* **Objective**
Copy the rows below word for word, from the line with "Where can the green tree" to the line with "pixel 989 409". Include both of those lines.

* * * * *

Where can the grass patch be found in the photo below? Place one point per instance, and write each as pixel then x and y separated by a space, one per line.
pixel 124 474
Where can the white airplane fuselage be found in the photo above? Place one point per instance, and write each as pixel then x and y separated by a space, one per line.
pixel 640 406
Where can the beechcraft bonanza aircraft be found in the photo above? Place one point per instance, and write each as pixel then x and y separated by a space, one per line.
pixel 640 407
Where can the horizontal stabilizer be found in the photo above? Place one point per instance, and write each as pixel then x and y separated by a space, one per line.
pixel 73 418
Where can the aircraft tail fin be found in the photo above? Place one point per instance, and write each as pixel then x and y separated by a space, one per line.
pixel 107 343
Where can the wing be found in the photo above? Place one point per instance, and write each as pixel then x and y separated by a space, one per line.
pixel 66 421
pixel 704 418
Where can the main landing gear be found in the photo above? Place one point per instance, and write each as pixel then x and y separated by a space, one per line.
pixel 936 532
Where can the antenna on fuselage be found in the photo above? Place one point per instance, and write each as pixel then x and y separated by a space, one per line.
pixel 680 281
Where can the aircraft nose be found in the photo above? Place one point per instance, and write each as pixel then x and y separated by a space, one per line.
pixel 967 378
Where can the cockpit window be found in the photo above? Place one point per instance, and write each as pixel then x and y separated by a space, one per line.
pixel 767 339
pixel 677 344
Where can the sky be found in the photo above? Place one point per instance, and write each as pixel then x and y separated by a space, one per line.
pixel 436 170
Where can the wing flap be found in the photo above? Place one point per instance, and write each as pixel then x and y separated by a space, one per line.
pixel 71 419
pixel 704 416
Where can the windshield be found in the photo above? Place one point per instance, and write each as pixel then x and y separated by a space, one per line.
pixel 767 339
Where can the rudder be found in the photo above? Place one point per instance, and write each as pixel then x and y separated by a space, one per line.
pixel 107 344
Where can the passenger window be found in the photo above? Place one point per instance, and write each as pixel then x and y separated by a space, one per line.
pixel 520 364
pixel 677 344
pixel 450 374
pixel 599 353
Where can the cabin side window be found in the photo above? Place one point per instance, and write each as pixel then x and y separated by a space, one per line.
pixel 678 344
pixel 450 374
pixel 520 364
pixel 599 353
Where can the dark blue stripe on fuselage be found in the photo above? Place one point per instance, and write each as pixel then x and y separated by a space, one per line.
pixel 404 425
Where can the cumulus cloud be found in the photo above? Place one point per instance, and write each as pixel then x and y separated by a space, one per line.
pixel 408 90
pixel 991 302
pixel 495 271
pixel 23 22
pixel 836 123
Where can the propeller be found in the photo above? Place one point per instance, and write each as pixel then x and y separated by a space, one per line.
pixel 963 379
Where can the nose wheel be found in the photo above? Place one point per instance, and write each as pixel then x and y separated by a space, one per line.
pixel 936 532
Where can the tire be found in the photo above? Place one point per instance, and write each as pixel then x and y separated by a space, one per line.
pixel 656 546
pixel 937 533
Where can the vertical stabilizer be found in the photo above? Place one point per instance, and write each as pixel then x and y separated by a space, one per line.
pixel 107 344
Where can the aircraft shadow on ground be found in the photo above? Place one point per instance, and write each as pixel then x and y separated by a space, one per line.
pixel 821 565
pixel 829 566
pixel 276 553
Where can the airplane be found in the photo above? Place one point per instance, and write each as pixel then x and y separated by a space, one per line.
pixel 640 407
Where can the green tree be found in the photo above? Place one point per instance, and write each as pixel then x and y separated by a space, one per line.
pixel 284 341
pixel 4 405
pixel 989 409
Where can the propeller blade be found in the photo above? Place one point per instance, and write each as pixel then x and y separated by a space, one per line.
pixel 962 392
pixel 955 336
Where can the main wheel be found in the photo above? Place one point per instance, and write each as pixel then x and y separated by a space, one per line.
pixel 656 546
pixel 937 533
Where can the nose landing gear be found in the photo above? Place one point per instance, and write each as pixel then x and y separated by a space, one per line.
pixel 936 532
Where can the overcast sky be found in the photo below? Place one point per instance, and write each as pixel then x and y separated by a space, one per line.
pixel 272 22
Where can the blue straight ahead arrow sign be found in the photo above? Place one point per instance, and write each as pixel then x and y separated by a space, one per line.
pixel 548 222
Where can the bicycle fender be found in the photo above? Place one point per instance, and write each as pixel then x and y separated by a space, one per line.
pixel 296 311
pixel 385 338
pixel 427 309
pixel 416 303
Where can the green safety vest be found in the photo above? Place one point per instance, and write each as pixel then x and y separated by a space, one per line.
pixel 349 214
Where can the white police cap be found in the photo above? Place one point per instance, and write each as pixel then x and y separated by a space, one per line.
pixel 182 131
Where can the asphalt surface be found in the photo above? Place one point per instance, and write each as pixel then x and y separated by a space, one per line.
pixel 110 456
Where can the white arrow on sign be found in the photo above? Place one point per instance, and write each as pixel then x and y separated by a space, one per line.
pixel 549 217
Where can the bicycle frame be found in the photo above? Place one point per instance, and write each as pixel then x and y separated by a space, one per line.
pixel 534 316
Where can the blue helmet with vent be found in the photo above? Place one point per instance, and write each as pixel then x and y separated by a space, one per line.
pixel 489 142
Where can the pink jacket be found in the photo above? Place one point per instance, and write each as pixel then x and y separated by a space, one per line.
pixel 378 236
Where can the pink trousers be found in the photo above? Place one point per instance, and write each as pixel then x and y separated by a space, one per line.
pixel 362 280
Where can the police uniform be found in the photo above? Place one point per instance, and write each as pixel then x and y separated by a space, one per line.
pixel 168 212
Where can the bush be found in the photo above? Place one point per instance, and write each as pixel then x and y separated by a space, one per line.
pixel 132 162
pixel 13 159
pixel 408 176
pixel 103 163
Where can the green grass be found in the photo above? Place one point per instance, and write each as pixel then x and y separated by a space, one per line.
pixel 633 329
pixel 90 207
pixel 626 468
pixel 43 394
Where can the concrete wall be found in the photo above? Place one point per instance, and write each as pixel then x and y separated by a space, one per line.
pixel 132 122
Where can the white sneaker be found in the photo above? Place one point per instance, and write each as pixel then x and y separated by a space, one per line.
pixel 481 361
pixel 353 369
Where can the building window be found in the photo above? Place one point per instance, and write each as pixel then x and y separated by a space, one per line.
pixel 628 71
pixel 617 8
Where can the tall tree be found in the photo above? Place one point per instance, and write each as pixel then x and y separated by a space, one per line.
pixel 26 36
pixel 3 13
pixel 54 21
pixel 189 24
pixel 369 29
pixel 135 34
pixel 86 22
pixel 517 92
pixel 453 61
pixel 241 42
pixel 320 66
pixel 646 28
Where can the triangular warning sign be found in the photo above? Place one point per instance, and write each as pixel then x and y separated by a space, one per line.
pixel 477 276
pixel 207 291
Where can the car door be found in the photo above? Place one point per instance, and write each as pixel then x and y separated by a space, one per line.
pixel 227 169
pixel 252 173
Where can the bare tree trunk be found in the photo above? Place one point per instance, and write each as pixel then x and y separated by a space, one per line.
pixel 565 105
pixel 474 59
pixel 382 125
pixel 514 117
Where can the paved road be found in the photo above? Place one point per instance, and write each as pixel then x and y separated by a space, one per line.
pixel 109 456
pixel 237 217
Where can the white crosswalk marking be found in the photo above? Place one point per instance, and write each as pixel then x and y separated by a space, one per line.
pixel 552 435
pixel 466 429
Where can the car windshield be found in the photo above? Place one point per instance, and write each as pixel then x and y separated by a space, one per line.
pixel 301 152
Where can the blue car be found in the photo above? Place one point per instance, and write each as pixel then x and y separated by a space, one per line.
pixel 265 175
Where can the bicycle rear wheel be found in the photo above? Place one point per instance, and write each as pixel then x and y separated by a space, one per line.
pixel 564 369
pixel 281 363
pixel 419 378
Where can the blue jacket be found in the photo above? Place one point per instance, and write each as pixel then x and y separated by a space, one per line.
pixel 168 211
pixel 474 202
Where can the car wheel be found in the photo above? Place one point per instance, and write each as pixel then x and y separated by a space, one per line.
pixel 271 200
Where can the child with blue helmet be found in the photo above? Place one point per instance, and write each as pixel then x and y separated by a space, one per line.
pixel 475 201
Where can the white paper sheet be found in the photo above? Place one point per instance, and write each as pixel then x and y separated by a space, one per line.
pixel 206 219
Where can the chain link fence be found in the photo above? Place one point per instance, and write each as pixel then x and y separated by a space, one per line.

* * * * *

* **Exercise answer**
Where can the green tree be found in the photo above? Place one point per instance, and write each as pixel then x and y separated by a space, one per line.
pixel 284 341
pixel 4 405
pixel 989 409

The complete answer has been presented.